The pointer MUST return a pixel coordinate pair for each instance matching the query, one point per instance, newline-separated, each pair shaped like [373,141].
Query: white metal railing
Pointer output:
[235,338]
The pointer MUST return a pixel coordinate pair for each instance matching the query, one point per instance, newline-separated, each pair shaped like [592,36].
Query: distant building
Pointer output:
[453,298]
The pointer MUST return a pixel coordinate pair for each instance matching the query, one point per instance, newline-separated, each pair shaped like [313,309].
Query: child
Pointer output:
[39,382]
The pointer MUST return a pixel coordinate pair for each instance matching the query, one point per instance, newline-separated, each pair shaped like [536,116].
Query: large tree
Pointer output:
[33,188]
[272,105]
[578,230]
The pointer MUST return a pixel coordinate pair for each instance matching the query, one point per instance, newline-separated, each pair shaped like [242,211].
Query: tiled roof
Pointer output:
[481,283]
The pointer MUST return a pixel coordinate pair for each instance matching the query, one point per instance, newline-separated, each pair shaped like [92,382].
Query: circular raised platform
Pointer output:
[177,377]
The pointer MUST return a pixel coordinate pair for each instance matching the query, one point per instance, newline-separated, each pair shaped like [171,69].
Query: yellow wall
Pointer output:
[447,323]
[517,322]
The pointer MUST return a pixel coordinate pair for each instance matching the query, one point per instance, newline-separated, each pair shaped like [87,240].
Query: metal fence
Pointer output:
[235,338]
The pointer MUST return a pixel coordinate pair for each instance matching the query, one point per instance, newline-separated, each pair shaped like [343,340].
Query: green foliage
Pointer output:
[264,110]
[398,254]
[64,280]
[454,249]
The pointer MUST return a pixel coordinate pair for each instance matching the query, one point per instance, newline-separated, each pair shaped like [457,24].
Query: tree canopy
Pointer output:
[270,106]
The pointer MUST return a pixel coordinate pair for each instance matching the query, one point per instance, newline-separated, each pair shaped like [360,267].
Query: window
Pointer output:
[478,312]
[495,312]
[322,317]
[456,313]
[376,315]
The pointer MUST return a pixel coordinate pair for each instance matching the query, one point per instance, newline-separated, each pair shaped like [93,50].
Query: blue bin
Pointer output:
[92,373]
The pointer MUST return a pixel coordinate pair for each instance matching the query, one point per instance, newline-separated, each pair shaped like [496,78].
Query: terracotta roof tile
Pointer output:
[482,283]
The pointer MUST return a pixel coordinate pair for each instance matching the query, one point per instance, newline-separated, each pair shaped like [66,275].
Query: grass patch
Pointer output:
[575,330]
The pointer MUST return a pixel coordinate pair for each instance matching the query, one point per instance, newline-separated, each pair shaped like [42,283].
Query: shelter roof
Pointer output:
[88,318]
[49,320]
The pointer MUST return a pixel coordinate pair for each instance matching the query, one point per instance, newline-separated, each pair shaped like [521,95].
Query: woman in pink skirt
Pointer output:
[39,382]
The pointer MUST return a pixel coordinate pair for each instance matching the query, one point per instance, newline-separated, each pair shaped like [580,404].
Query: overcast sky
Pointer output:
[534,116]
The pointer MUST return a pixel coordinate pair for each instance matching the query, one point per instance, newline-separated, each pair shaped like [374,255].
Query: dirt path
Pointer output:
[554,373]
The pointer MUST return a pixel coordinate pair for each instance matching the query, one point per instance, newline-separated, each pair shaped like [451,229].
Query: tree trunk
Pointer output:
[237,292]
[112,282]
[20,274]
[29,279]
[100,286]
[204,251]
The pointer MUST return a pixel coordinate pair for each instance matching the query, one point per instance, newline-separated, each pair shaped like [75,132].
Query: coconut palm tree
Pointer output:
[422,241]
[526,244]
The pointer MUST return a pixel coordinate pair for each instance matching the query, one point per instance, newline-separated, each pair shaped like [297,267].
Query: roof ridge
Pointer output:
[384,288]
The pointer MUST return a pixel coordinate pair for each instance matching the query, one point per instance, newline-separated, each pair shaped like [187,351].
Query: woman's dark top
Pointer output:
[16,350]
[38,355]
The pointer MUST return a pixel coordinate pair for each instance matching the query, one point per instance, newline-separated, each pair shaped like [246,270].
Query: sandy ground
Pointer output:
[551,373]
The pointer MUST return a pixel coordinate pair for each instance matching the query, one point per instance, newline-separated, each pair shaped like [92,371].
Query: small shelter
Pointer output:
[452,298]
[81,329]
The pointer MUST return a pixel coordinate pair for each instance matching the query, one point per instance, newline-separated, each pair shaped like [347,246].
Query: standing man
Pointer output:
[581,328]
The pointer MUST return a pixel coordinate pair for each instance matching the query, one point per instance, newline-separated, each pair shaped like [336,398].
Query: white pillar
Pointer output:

···

Exercise: Look through the entries and give the number of lines containing the word "metal". Add nothing else.

Result of the exercise: 2